■ **PROBLEMS TO WORK ON**:
(A) In the passage about Jessica Orcsik, on which show did her parents meet while working together as an on-screen couple?
(B) Repeat the passage about Jessica Orcsik word for word, from "Duncan, who suffered" up to and including "and television school.".
(C) Where the passage about Jessica Orcsik ends, pick it up and keep writing it.

- Born: 14 March 1984 (age 42)
- Occupations: Actor, director, producer
- Years active: 1988 – present
- Family: Paula Duncan (mother) John Orcsik (father) Carmen Duncan (aunt) Donald MacDonald (actor, presenter, screenwriter, novelist) (cousin)

= Jessica Orcsik =

Australian actor

Jessica 'Jess' Orcsik, (born 14 February 1984) is an Australian actor, director and producer.

==Early life==
Orcsik is the daughter of Australian actors Paula Duncan and John Orcsik, who met while working together as an on-screen couple in Cop Shop.

Duncan, who suffered from ovarian cysts, had been told she would never have children, but on Valentine's Day 1984, she gave birth to Orcsik after a 48-hour labour and emergency caesarean. There was much attention surrounding her birth, with magazines vying for exclusive rights to the story. At only a day old, she featured in her first magazine article entitled "A Star Is Born", complete with photos of her mother holding her in the hospital.

Orcsik undertook acting classes at her father's theatre school, The Australian Playhouse Studio (TAPS) in the 1990s, where she studied Shakespeare, voice and theatre. She then went on to train at her father's film and television school.

==Career==
Orcsik is an actress and award-winning filmmaker who has worked in television, film, theatre and music videos for over 35 years. She began her professional career at the age of 4, with a part on short-lived 1988 Australian TV soap opera Richmond Hill, opposite her mother, Paula Duncan. They also appeared together in various television commercials, soap opera Home and Away, and her father's television film Academy (1996), based on a true story about their family and how her father's film & TV school TAFTA began.

She appeared as Credit Girl in Me, Myself, I in 2000. Then at the age of 19, she scored a part as a dancer on the 2005 film Son of the Mask. Impressed with her performance, the choreographers helped her get her O1 Visa to the US, upon which she moved to Los Angeles. She appeared in a pilot called The High Life by Jeff Shakoor the writer of Bloodline, and had other small television roles, but found herself disheartened by knockbacks and returned to Australia where she opened a performing arts school at the age of 22.

■ **MATERIAL SUPPLIED**:
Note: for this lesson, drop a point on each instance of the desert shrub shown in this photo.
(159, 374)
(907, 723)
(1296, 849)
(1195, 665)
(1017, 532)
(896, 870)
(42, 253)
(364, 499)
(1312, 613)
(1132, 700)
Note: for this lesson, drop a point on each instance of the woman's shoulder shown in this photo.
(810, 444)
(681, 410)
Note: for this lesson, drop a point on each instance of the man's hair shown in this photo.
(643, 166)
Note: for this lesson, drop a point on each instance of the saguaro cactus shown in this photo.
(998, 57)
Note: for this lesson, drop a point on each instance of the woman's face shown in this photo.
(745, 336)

■ **ANSWERS GIVEN**:
(A) Cop Shop

(B)
Duncan, who suffered from ovarian cysts, had been told she would never have children, but on Valentine's Day 1984, she gave birth to Orcsik after a 48-hour labour and emergency caesarean. There was much attention surrounding her birth, with magazines vying for exclusive rights to the story. At only a day old, she featured in her first magazine article entitled "A Star Is Born", complete with photos of her mother holding her in the hospital.

Orcsik undertook acting classes at her father's theatre school, The Australian Playhouse Studio (TAPS) in the 1990s, where she studied Shakespeare, voice and theatre. She then went on to train at her father's film and television school.

(C)
Orcsik ultimately returned to the States, to train at Broadway Dance Center in New York, before moving to LA to run The American Arts Film & Television Academy (AAFTA) – an extension of The Australian Film & Television Academy (TAFTA), founded in 1994 by her parents. She is the director of her production company, J.O. International Productions and was director of Sydney-based performing company, J.O. Studios, which closed in 2013. She also runs production company Diversity Entertainment/Diversity Pictures.

Orcsik has produced and directed over 30 projects, including A Death Perspective, Enigma and 2020 feature film Unsound, the latter of which has streamed on Netflix. She also starred in the film alongside her mother. She has produced numerous events and shows including On Broadway and Don't Dis Disabilities Dance Extravaganza.

==Awards==
Orcsik has won numerous awards, including Best Female Director at Cannes Film Festival and Best Director at Los Angeles Film Awards for Starry Eyed. Her feature film Reverie was a semi-finalist at Scriptapoolooza and Your Script Produced.

She won a Hollywood Fringe Festival Encore Producers Award for the Australian play Dead Skin. The play was also nominated for Best International Play and Best Drama in 2022.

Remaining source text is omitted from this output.